Direction
Locate the line with "trace the outline of sandy clearing" in the material. Copy that line and each one after it, through the last, exactly and with nothing else.

Extracted data

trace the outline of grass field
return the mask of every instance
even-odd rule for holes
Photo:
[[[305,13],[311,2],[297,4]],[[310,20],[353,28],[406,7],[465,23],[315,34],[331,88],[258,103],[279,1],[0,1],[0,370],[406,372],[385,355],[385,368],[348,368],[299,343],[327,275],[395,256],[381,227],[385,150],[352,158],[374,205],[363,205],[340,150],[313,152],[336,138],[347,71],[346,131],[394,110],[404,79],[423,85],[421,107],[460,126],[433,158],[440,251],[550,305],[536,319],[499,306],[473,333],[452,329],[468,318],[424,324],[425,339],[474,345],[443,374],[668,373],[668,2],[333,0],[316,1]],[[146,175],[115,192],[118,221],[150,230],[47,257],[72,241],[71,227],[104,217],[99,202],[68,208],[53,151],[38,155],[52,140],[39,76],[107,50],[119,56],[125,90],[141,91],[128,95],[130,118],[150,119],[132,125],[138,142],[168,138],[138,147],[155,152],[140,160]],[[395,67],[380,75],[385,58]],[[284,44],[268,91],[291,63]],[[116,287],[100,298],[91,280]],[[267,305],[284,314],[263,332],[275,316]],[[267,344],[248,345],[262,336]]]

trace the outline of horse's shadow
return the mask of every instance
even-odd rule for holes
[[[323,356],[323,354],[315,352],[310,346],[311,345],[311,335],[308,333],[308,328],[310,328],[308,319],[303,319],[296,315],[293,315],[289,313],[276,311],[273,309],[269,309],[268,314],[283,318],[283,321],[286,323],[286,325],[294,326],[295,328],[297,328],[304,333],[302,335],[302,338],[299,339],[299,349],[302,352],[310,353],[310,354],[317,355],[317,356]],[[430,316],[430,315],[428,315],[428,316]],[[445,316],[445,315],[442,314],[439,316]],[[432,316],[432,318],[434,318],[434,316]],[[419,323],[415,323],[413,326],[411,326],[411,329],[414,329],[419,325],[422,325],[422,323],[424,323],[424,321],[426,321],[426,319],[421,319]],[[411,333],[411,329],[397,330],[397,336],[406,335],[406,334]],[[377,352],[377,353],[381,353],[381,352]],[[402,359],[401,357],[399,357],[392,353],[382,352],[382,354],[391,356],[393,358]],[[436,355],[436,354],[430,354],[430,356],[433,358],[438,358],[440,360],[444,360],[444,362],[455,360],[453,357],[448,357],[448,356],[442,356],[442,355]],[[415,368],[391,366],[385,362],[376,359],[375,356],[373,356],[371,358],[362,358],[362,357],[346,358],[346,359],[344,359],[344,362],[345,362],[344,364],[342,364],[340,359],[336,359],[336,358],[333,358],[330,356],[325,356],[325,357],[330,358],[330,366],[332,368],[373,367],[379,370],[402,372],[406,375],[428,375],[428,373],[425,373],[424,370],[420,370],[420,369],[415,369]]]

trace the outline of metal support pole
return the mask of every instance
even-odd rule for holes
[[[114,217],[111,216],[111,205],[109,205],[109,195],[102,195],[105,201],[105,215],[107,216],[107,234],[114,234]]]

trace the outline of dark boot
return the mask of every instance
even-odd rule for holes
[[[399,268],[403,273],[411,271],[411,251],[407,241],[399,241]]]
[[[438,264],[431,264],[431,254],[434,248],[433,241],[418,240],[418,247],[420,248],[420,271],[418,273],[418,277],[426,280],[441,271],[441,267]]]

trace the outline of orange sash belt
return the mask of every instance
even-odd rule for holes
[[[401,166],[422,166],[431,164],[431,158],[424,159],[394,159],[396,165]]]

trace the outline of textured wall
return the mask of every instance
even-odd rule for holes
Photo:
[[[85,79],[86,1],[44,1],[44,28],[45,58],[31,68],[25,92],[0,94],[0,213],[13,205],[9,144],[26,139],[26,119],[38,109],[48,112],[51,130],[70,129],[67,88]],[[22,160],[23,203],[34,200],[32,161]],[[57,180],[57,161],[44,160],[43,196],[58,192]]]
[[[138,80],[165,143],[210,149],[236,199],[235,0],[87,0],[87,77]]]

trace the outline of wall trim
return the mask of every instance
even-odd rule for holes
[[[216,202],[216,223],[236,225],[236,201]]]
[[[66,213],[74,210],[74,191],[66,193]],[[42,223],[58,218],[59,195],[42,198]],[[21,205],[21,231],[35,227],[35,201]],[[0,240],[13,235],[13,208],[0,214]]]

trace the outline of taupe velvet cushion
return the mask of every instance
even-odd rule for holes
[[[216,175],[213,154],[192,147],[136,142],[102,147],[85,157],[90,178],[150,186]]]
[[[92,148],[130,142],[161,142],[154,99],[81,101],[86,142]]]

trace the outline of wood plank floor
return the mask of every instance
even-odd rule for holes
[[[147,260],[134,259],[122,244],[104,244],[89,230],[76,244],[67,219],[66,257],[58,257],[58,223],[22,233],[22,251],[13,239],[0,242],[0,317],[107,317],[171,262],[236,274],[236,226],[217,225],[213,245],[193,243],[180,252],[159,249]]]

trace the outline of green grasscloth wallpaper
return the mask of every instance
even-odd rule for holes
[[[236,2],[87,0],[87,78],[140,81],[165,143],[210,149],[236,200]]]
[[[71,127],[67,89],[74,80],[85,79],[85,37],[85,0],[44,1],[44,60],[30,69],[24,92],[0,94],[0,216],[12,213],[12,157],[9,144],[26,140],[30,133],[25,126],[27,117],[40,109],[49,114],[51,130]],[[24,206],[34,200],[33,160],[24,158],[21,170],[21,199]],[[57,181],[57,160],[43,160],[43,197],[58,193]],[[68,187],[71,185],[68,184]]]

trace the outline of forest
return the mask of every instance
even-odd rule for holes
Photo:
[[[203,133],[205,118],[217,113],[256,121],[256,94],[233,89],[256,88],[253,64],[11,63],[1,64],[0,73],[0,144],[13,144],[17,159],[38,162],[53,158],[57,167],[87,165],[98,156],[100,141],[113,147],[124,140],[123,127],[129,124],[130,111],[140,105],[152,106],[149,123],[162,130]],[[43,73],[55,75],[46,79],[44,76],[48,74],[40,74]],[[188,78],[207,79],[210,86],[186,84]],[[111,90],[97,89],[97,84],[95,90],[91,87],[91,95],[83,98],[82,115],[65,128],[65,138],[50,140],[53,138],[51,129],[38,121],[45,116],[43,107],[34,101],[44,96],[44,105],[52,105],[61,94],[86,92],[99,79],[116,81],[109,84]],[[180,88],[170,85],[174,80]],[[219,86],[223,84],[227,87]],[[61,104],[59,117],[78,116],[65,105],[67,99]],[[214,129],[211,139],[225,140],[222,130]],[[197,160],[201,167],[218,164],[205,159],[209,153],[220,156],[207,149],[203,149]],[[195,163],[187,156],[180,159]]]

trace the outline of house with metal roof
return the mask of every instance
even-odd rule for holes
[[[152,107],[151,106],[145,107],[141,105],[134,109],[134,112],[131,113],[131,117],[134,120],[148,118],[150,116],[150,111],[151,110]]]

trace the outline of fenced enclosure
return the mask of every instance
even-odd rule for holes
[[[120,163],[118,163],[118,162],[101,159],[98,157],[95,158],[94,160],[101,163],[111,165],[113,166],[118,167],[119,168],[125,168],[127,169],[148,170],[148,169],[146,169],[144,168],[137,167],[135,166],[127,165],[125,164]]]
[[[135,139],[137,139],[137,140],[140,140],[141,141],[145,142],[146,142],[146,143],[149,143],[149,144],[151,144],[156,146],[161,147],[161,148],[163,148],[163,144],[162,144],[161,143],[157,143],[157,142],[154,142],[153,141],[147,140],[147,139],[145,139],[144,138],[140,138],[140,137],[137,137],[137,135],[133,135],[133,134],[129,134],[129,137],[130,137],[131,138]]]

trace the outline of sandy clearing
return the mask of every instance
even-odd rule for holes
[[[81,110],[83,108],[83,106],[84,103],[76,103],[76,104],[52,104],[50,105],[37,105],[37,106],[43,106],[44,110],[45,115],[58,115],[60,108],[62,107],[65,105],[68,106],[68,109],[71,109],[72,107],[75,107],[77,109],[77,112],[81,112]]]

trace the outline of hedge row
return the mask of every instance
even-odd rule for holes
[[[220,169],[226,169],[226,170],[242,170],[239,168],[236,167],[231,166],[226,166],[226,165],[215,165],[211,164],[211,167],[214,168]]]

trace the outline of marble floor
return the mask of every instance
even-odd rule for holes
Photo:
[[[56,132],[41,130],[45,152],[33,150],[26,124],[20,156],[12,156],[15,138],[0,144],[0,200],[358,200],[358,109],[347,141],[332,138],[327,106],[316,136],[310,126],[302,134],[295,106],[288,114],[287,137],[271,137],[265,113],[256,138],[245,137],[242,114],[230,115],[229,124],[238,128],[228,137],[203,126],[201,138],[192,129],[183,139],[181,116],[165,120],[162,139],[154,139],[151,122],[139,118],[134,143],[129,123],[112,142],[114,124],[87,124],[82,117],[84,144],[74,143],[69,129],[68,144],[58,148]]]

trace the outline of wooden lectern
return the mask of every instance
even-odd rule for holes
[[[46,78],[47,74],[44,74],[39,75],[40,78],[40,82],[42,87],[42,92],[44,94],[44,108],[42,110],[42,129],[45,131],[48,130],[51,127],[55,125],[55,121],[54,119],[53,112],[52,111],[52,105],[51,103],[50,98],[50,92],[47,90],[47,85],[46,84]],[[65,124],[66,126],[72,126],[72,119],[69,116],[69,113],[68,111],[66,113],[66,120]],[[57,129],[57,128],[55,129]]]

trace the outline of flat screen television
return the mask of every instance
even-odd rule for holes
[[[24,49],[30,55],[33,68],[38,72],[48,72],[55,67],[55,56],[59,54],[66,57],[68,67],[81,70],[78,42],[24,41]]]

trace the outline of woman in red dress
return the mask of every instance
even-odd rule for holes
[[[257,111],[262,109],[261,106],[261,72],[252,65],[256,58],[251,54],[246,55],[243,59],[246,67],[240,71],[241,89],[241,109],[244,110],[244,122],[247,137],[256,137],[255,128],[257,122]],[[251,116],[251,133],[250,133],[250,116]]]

Finished answer
trace the outline of sandy clearing
return the mask of every instance
even-odd rule for holes
[[[81,110],[83,108],[83,106],[84,103],[76,103],[76,104],[52,104],[50,105],[37,105],[37,106],[43,106],[44,110],[45,115],[58,115],[60,108],[62,107],[65,105],[68,106],[68,109],[71,109],[72,107],[75,107],[77,109],[77,112],[81,112]]]

trace the outline of hedge row
return the mask of every instance
even-odd rule for holes
[[[220,169],[226,169],[226,170],[242,170],[239,168],[236,167],[231,166],[226,166],[226,165],[215,165],[211,164],[211,167],[214,168]]]

trace the outline of marble floor
return the mask of every instance
even-odd rule for holes
Photo:
[[[56,132],[41,130],[45,152],[33,150],[26,124],[20,156],[12,156],[15,138],[0,144],[0,200],[358,200],[358,109],[347,141],[332,138],[327,106],[316,136],[310,126],[302,134],[295,106],[288,114],[287,137],[271,137],[265,113],[256,138],[245,137],[242,114],[230,115],[229,124],[238,128],[228,137],[203,126],[201,138],[192,129],[183,139],[181,116],[165,120],[162,139],[154,139],[151,122],[139,118],[134,143],[129,123],[112,142],[114,124],[87,124],[82,117],[84,144],[74,143],[69,129],[68,144],[58,148]]]

trace the outline of wooden lectern
return the mask of every instance
even-odd rule for holes
[[[46,78],[47,74],[44,74],[39,75],[40,78],[40,82],[42,87],[42,92],[44,94],[44,108],[42,110],[42,129],[45,131],[48,130],[51,127],[55,125],[55,121],[54,119],[53,112],[52,111],[52,105],[51,103],[50,98],[50,92],[47,90],[47,85],[46,84]],[[65,124],[66,126],[72,126],[72,119],[69,116],[69,113],[68,111],[66,113],[66,120]],[[57,129],[57,128],[55,129]]]

trace the outline of flat screen television
return the mask of every instance
even-odd rule for holes
[[[24,49],[30,55],[33,68],[38,72],[48,72],[55,67],[55,56],[59,54],[66,57],[68,67],[81,70],[78,42],[24,41]]]

trace the outline of woman in red dress
return the mask of every instance
even-odd rule for holes
[[[257,111],[262,109],[261,106],[261,72],[252,65],[256,58],[251,54],[246,55],[243,59],[246,67],[240,71],[241,89],[241,109],[244,110],[244,122],[247,137],[256,137],[255,128],[257,122]],[[251,116],[251,133],[250,133],[250,116]]]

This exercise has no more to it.